— Begin —

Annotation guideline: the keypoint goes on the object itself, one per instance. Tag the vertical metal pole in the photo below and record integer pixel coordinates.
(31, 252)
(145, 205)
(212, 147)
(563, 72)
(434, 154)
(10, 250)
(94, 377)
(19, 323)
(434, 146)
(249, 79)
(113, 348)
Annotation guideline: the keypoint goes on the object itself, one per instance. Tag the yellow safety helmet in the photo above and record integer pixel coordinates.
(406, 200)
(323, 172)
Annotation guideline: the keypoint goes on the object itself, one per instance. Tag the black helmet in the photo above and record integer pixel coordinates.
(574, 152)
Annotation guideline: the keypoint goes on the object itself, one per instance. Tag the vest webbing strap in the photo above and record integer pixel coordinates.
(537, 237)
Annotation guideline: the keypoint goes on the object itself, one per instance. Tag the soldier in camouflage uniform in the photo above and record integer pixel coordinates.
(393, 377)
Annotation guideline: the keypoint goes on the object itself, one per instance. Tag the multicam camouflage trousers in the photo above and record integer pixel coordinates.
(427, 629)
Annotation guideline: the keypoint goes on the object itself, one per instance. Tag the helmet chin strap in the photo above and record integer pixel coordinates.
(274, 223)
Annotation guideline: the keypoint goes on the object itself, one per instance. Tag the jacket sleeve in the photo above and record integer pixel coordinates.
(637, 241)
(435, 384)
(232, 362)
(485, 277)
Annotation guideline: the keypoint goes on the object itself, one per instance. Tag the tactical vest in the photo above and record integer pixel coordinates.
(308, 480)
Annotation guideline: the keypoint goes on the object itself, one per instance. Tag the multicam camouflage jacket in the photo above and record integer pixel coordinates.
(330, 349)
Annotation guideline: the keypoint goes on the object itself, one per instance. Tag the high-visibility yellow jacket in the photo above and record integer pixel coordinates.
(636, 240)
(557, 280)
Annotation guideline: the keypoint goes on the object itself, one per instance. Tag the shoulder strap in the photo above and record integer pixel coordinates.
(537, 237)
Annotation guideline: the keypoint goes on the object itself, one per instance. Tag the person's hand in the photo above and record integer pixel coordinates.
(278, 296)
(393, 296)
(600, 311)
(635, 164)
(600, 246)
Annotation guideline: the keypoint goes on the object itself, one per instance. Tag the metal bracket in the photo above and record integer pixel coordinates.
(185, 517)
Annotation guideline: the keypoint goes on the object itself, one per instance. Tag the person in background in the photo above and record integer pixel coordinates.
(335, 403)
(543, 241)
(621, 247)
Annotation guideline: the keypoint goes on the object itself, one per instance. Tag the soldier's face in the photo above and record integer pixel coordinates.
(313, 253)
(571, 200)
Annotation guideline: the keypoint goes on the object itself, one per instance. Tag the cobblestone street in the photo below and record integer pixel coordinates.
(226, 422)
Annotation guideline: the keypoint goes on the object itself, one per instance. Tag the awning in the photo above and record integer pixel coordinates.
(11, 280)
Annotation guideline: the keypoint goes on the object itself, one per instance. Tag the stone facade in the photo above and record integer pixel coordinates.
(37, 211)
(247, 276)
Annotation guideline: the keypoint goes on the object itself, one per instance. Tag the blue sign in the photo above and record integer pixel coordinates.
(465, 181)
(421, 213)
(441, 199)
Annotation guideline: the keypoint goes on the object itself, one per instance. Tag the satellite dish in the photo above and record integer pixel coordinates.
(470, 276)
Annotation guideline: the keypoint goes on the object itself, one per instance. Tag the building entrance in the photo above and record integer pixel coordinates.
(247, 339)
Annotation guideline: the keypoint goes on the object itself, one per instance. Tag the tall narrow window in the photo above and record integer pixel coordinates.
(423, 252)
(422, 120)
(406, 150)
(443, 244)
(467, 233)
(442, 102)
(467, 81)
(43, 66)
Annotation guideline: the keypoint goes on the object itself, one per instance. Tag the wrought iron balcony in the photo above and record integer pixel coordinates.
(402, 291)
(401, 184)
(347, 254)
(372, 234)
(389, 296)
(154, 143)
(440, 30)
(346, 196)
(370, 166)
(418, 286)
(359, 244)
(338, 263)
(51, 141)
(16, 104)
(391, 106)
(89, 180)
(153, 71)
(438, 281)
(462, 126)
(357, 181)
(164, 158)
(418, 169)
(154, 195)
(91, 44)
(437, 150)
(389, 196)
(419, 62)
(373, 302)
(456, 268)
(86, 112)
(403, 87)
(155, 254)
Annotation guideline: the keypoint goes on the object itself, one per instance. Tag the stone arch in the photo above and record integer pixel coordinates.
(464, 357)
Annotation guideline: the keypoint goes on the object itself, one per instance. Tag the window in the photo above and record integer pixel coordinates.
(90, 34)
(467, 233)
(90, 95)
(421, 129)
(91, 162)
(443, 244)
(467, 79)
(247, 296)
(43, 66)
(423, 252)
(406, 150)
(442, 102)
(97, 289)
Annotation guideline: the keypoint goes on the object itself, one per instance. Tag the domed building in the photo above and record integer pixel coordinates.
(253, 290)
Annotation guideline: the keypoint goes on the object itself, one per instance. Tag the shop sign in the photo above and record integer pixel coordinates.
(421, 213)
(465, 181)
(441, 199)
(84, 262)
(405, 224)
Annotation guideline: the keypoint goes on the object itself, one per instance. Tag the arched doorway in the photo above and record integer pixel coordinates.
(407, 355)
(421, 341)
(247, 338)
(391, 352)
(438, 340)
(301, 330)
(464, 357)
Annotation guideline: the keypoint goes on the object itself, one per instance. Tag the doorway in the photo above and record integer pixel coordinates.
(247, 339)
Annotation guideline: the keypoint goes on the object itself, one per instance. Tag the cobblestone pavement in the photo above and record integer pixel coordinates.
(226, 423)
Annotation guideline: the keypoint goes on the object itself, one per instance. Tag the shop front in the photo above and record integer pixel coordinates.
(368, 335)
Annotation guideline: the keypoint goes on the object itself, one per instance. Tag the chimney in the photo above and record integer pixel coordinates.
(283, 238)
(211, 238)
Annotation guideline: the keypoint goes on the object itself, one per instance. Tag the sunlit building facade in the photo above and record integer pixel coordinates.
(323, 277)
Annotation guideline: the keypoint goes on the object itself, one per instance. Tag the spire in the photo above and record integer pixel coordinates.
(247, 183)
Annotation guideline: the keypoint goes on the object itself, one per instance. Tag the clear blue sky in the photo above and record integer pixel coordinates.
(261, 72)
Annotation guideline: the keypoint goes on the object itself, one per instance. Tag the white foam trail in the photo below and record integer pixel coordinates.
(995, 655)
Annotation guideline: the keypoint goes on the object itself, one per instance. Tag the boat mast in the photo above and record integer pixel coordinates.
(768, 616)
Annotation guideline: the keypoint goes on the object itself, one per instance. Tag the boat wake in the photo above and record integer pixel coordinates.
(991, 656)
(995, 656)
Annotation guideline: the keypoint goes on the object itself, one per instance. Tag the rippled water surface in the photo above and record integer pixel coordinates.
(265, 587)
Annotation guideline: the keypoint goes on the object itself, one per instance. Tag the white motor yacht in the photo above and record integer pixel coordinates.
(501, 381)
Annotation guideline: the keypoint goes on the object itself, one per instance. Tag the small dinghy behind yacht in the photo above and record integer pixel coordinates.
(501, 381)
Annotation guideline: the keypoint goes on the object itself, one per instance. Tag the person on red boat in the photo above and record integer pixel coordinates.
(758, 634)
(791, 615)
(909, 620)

— End —

What you should do: Recast everything from the line containing "Tag the small" down to the last line as a two-column CSV headed instruction and points. Give one row for each instruction line together with the coordinate lines that follow it, and put each value in a single quoted field with any line breaks replaced by spaces.

Right answer:
instruction,points
"Annotation guideline: the keypoint goes on the object itself, one per instance. Tag the small dinghy behind yacht in the photo above and record integer pixel coordinates.","(501, 381)"
"Annotation guideline: the keypoint goes on the object itself, one per instance. Tag the person on red boat in the photo above and record integer pixel coordinates.","(758, 634) (791, 615) (909, 620)"